Mask labeling records
────────────────────────────────────────

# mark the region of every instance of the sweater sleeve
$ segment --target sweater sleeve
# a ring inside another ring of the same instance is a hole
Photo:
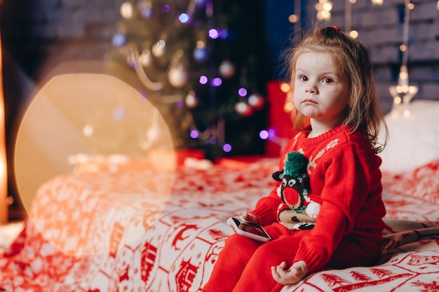
[[[337,149],[320,162],[322,168],[318,172],[324,180],[320,194],[323,204],[316,226],[301,241],[295,262],[304,260],[311,272],[329,262],[342,237],[357,223],[371,188],[377,185],[372,181],[377,180],[373,172],[379,172],[379,163],[374,162],[377,161],[374,158],[351,146]],[[378,183],[381,186],[380,181]],[[381,216],[372,213],[366,216],[379,221]]]
[[[278,221],[277,210],[282,200],[277,195],[276,189],[273,189],[267,197],[257,201],[255,209],[250,213],[256,215],[259,223],[262,226],[271,224]]]
[[[294,139],[290,139],[283,149],[279,160],[279,169],[283,169],[285,157],[288,153],[288,149],[291,148],[291,145],[294,142]],[[249,212],[257,217],[259,224],[262,226],[278,222],[278,207],[282,203],[282,200],[277,193],[277,189],[281,185],[281,182],[275,181],[274,180],[273,181],[275,183],[273,189],[271,190],[267,197],[259,199],[256,204],[255,209]]]

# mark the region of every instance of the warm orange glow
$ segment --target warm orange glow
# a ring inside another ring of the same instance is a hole
[[[0,38],[0,222],[8,221],[8,177],[6,170],[6,145],[5,138],[5,111],[3,95],[3,66]]]

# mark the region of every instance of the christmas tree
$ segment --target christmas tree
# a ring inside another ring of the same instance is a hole
[[[263,1],[129,0],[109,54],[130,67],[176,148],[259,154],[268,69]]]

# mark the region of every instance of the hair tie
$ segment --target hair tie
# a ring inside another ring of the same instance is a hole
[[[332,28],[335,30],[338,30],[339,32],[340,31],[340,29],[337,25],[332,25]]]

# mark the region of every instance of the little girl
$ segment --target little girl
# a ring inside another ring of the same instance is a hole
[[[278,291],[323,267],[372,265],[381,256],[386,209],[377,153],[384,146],[379,132],[386,127],[366,49],[332,27],[312,32],[288,56],[299,132],[280,166],[293,151],[308,159],[310,195],[321,202],[315,226],[288,229],[280,221],[278,184],[242,215],[263,225],[272,240],[231,235],[205,292]]]

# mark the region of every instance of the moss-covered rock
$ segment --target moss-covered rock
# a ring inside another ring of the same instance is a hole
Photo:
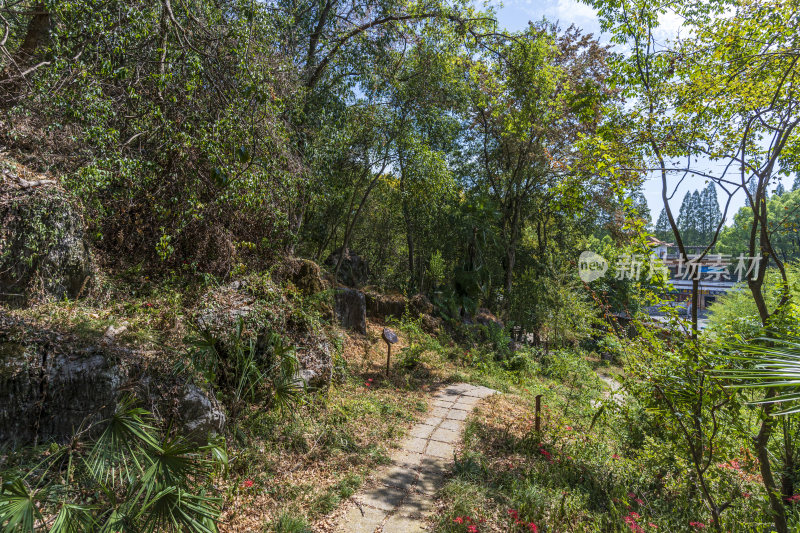
[[[75,298],[91,279],[80,210],[53,183],[0,185],[0,299]]]
[[[197,441],[221,432],[225,414],[214,394],[171,372],[168,363],[109,341],[87,345],[0,313],[0,448],[68,442],[109,417],[127,395]]]

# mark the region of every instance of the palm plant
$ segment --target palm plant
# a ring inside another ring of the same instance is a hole
[[[245,402],[263,401],[283,412],[297,404],[304,391],[300,363],[281,335],[271,332],[263,343],[247,339],[241,319],[225,342],[207,329],[197,333],[191,341],[192,365],[220,388],[233,418]]]
[[[217,531],[219,500],[203,487],[227,461],[222,447],[160,438],[150,413],[128,398],[104,424],[0,473],[3,533]]]
[[[772,394],[754,404],[779,404],[775,415],[800,412],[800,343],[763,338],[763,344],[734,344],[742,368],[718,370],[716,374],[734,381],[732,389],[771,389]]]

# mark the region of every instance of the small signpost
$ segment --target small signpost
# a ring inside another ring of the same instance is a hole
[[[386,375],[389,375],[389,364],[392,360],[392,344],[397,342],[397,335],[389,328],[383,328],[383,340],[386,342]]]

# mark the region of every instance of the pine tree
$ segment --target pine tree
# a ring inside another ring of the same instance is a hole
[[[695,191],[697,194],[697,191]],[[681,232],[683,243],[687,246],[693,244],[694,229],[696,220],[695,201],[691,192],[687,192],[681,202],[681,210],[678,212],[678,230]]]
[[[661,214],[658,215],[655,227],[656,237],[662,241],[669,241],[672,239],[672,228],[669,225],[669,218],[667,218],[667,210],[661,209]]]
[[[711,241],[714,232],[717,231],[717,226],[722,220],[722,211],[719,209],[719,201],[717,200],[717,188],[713,183],[706,185],[703,192],[700,194],[700,219],[699,219],[699,244],[706,244]]]
[[[650,206],[647,205],[647,198],[641,190],[635,190],[631,193],[631,208],[633,214],[641,219],[644,219],[647,224],[650,224]]]

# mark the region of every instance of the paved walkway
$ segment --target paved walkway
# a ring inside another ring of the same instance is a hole
[[[353,496],[356,505],[338,531],[347,533],[411,533],[425,530],[425,515],[450,469],[464,421],[473,407],[494,394],[486,387],[459,383],[433,396],[428,418],[411,430],[377,485]]]

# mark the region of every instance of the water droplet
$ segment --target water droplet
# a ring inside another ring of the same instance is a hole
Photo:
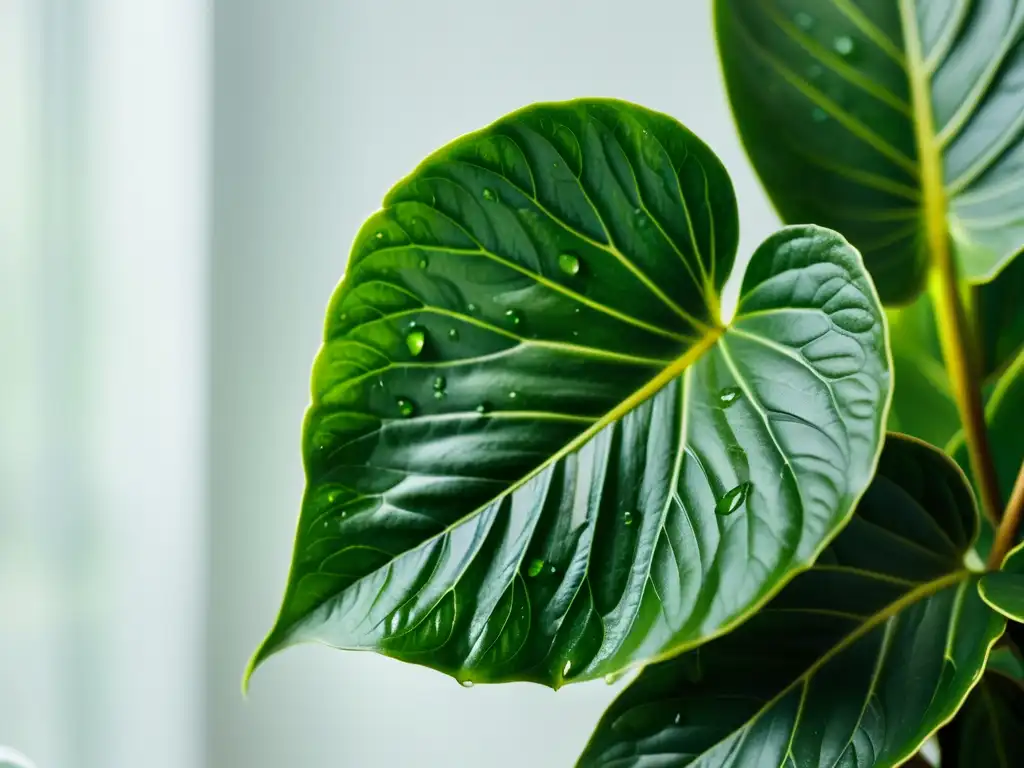
[[[833,41],[833,50],[835,50],[844,58],[852,56],[856,49],[857,49],[857,44],[853,41],[853,38],[849,37],[848,35],[843,35],[842,37],[838,37],[836,38],[835,41]]]
[[[739,387],[726,387],[718,393],[718,401],[722,403],[722,408],[729,408],[729,406],[738,400],[742,394],[743,391]]]
[[[406,334],[406,346],[409,347],[409,351],[413,356],[418,356],[420,352],[423,351],[423,345],[427,342],[427,335],[423,332],[423,329],[419,326],[413,326],[410,328],[409,333]]]
[[[736,487],[718,500],[718,504],[715,505],[715,514],[724,516],[737,512],[751,495],[751,488],[753,487],[754,485],[750,482],[741,482],[736,485]]]
[[[561,253],[558,255],[558,268],[566,274],[579,274],[580,259],[571,253]]]

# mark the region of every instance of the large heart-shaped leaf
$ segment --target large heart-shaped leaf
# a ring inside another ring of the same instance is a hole
[[[581,766],[898,765],[957,711],[1004,628],[964,567],[959,469],[890,435],[849,525],[737,630],[646,668]]]
[[[1024,622],[1024,544],[1007,555],[999,570],[982,577],[978,591],[1007,618],[1017,624]]]
[[[450,144],[359,232],[328,312],[293,568],[301,641],[560,685],[735,626],[877,462],[881,307],[841,237],[754,254],[675,121],[588,100]]]
[[[950,239],[971,281],[1020,249],[1024,3],[716,2],[732,108],[769,195],[786,221],[849,238],[887,304],[922,290]]]
[[[1000,398],[1007,396],[1006,390],[1016,386],[1014,379],[1020,376],[1018,366],[1024,365],[1024,258],[1016,259],[998,278],[976,287],[971,295],[978,342],[975,351],[978,352],[984,394],[990,399],[988,419],[992,427],[994,423],[1007,423],[1005,414],[998,422],[992,422],[993,409]],[[932,298],[924,294],[913,304],[890,309],[887,314],[892,337],[894,377],[889,428],[946,447],[959,431],[961,422],[952,386],[942,361]],[[1007,402],[1009,404],[1010,400]],[[1001,411],[1004,407],[997,410]],[[1019,440],[1007,443],[1000,435],[991,437],[997,458],[1006,456],[1009,460],[1019,453],[1014,450]],[[962,442],[963,438],[957,438],[951,450],[956,451],[957,443]],[[966,451],[963,460],[957,454],[957,461],[967,469]],[[1011,467],[1010,472],[1015,472],[1015,469]],[[1002,489],[1009,492],[1005,472],[1000,472],[999,476],[1005,486]],[[1013,475],[1009,481],[1013,482]]]
[[[942,768],[1024,765],[1024,685],[990,670],[956,718],[939,731]]]

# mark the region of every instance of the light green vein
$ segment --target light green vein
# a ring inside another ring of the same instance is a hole
[[[779,13],[777,9],[766,3],[764,12],[786,37],[810,53],[814,58],[825,65],[825,67],[839,75],[843,80],[856,86],[864,93],[873,96],[879,101],[888,104],[901,115],[905,117],[912,116],[910,104],[906,100],[900,98],[874,80],[865,77],[860,70],[848,65],[840,56],[822,46],[817,40],[805,34],[803,30]]]
[[[830,115],[853,136],[860,139],[863,143],[870,146],[883,157],[888,158],[894,165],[902,168],[904,171],[909,173],[910,176],[914,178],[918,177],[918,164],[913,160],[879,136],[874,131],[853,117],[853,115],[846,112],[846,110],[840,106],[840,104],[828,98],[824,93],[810,85],[782,61],[778,60],[776,56],[766,50],[764,46],[758,42],[757,38],[755,38],[754,35],[751,34],[750,30],[748,30],[739,22],[738,17],[735,19],[735,27],[737,30],[740,30],[743,37],[746,38],[751,49],[763,58],[773,70],[775,70],[779,76],[782,77],[782,79],[790,83],[790,85],[800,91],[808,101],[816,106],[819,106],[825,112],[825,114]]]

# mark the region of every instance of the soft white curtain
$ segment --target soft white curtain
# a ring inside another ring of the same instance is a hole
[[[201,766],[208,17],[0,0],[0,744]]]

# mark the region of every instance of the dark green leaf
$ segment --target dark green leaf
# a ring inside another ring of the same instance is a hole
[[[557,686],[809,565],[877,461],[881,308],[842,238],[791,227],[723,326],[737,227],[712,152],[615,101],[515,113],[395,186],[328,312],[254,664],[318,641]]]
[[[976,525],[958,468],[890,435],[815,566],[731,634],[646,668],[580,765],[898,765],[956,712],[1002,632],[963,564]]]
[[[887,314],[893,353],[889,429],[945,447],[959,430],[961,420],[939,349],[931,298],[924,294],[910,306]]]
[[[733,112],[786,221],[837,229],[883,300],[927,243],[992,279],[1024,243],[1024,4],[716,0]]]
[[[1024,765],[1024,687],[986,672],[956,718],[939,731],[942,768],[1020,768]]]
[[[1014,622],[1024,622],[1024,544],[1014,549],[1002,567],[985,573],[978,585],[982,599]]]

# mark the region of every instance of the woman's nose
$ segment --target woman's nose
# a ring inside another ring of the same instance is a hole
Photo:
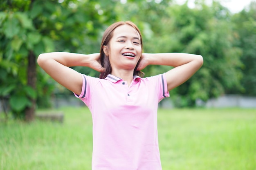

────────────────────────────────────────

WHAT NEEDS TO BE DONE — Please locate every line in the records above that contains the string "rock" and copy each one out in full.

SOLUTION FOR THIS EXERCISE —
# mark the region of every instance of the moss-covered rock
$ segment --target moss-covered rock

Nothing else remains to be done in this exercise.